[Directions]
I'd like the records transcribed exactly, leaving the images out.

----- Material shown

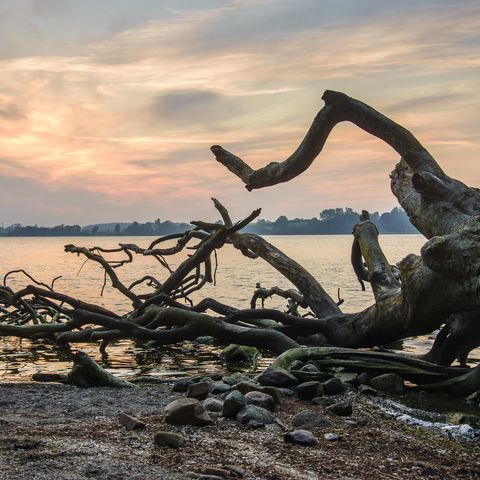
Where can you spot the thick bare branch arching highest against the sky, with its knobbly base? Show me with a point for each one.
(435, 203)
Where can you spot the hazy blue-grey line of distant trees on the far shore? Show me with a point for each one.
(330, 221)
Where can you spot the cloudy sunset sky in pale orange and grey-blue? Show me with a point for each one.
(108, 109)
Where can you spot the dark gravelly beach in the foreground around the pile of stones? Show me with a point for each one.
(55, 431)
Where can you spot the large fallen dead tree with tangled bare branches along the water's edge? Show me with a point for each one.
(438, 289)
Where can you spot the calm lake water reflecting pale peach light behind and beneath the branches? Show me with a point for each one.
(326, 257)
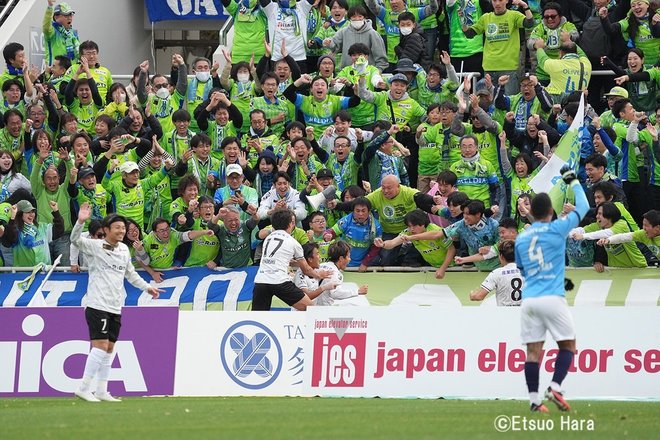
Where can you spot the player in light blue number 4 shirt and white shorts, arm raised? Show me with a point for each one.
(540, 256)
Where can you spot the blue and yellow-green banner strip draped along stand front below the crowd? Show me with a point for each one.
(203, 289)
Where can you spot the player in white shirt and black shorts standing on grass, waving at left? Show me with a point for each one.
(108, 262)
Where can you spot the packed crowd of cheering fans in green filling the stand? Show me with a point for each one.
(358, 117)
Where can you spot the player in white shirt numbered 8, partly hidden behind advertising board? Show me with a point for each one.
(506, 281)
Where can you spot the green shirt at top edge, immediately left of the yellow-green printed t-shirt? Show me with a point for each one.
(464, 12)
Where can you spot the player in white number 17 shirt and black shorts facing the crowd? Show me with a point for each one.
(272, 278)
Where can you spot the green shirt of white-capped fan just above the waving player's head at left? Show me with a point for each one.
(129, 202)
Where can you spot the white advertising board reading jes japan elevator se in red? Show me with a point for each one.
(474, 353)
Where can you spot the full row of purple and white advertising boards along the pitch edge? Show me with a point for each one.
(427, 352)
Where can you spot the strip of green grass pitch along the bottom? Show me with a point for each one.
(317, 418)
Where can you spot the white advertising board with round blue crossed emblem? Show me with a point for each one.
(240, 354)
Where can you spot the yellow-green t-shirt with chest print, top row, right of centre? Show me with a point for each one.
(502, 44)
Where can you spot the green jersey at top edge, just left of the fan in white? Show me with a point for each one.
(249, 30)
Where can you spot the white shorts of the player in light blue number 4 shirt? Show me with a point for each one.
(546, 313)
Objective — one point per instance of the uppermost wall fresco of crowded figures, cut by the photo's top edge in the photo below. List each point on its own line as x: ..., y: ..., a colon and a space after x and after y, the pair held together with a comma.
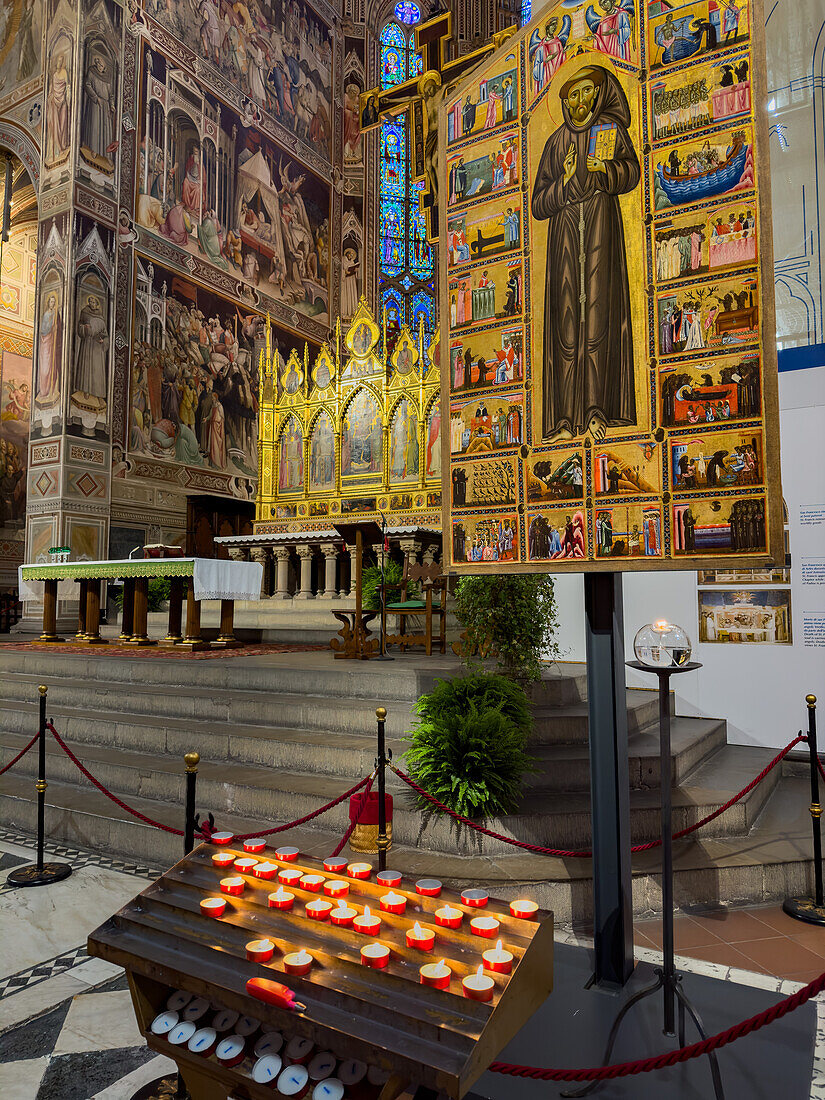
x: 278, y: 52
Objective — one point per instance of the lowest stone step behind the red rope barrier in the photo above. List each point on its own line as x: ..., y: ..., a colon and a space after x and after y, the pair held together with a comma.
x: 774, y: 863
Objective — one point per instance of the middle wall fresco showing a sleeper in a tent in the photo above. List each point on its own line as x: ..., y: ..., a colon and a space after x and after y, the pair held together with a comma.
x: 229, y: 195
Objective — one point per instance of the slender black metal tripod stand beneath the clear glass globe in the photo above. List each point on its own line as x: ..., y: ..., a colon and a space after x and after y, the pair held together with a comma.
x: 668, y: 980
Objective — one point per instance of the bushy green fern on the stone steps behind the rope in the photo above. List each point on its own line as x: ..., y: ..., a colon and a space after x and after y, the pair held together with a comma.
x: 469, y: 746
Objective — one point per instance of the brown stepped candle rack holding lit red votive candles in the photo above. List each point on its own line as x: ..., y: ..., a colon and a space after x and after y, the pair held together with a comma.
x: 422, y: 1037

----------

[Exercise solution]
Where can you spot the thick bare branch arching highest against the sky, with its knobbly base? Show me with a point for each one.
(435, 203)
Where can you spot the hazy blue-grey line of distant trees on the far shore? Show me with a point for each one.
(330, 221)
Where can you spot the cloudy sunset sky in pale orange and grey-blue? Show me with a point for each one.
(108, 109)
Where can you spot the dark gravelly beach in the foreground around the pile of stones? Show me with a point for each one.
(55, 431)
Where can you spot the large fallen dead tree with tangled bare branches along the water's edge? Show me with a point for each one.
(438, 289)
Where can you spot the calm lake water reflecting pale peach light behind and beneath the branches? Show me with a point for each one.
(326, 257)
Where can you spot the player in light blue number 4 shirt and white shorts, arm raised? Show me with a point for each one.
(540, 256)
Where can you spot the blue and yellow-green banner strip draped along stand front below the crowd? Show me with a point for each one.
(203, 289)
Where can you spot the player in white shirt and black shorts standing on grass, waving at left? Show me with a point for each one.
(108, 262)
Where can you spot the packed crowd of cheering fans in green filling the stand? Show me with a point for each one.
(358, 117)
Where can you spot the player in white shirt numbered 8, partly hidden behind advertising board? Show me with a point for each one.
(506, 281)
Where can you spot the green shirt at top edge, immediately left of the yellow-green printed t-shirt? Show me with a point for each one.
(464, 12)
Where can you spot the player in white number 17 shirt and black shorts facing the crowd? Show me with a point for each one.
(272, 278)
Where can you spot the green shirt of white-capped fan just above the waving player's head at left? Show me with a point for each one.
(129, 202)
Where can you spot the white advertising board reading jes japan elevator se in red? Show me with a point for each one.
(474, 353)
Where can you spot the full row of purple and white advertising boards along the pitch edge? Show me with a point for each one.
(427, 352)
Where can you spot the strip of green grass pitch along the bottom? Show me with a point for each one.
(317, 418)
Where can you spot the white advertising board with round blue crossed emblem? Show me with a point for each one.
(240, 354)
Where can you spot the yellow-green t-shirt with chest print, top row, right of centre? Show me with a point for each one.
(502, 44)
Where can you spot the green jersey at top edge, just left of the fan in white? Show me with a point for each one.
(249, 30)
Where can you spot the white shorts of the player in light blue number 4 shirt? Show me with a point for each one.
(546, 313)
Objective — one point per instance of the uppermost wall fresco of crowded figures, cut by the photo's top edge in the photo below. List each point on its own line as x: ..., y: ..., a colon and a space after x and after y, the pair held together with a comma.
x: 278, y: 52
Objective — one point per instance of the lowest stone step behind the red rope barrier in the photo above. List each point on its own line as x: ..., y: ..., a colon and a space after x and after y, the pair held together with a comma.
x: 774, y: 863
Objective — one point per instance of the middle wall fresco showing a sleeper in a tent in the photo above. List each point on its own line as x: ..., y: ..., a colon and a space after x and after y, the pair held together with a comma.
x: 229, y: 195
Objective — one point per instance of the slender black metal tripod stand beneath the clear glass globe in the photo above. List each point on its own line as x: ..., y: ..., a colon and a space after x and after y, the pair held together with a comma.
x: 668, y: 980
Objective — one point per instance of the bushy green fern on the stone steps behind the rope in the photo above. List each point on its own line as x: ..., y: ..., a colon and a space after x and after y, the pair held together with a comma.
x: 469, y: 746
Objective — one point per instance of the brown stepped candle rack holding lit red votive candles in the photo above. List each point on its own line as x: ..., y: ..., a colon and a space after x and after y, the pair held together with a comma.
x: 422, y: 1037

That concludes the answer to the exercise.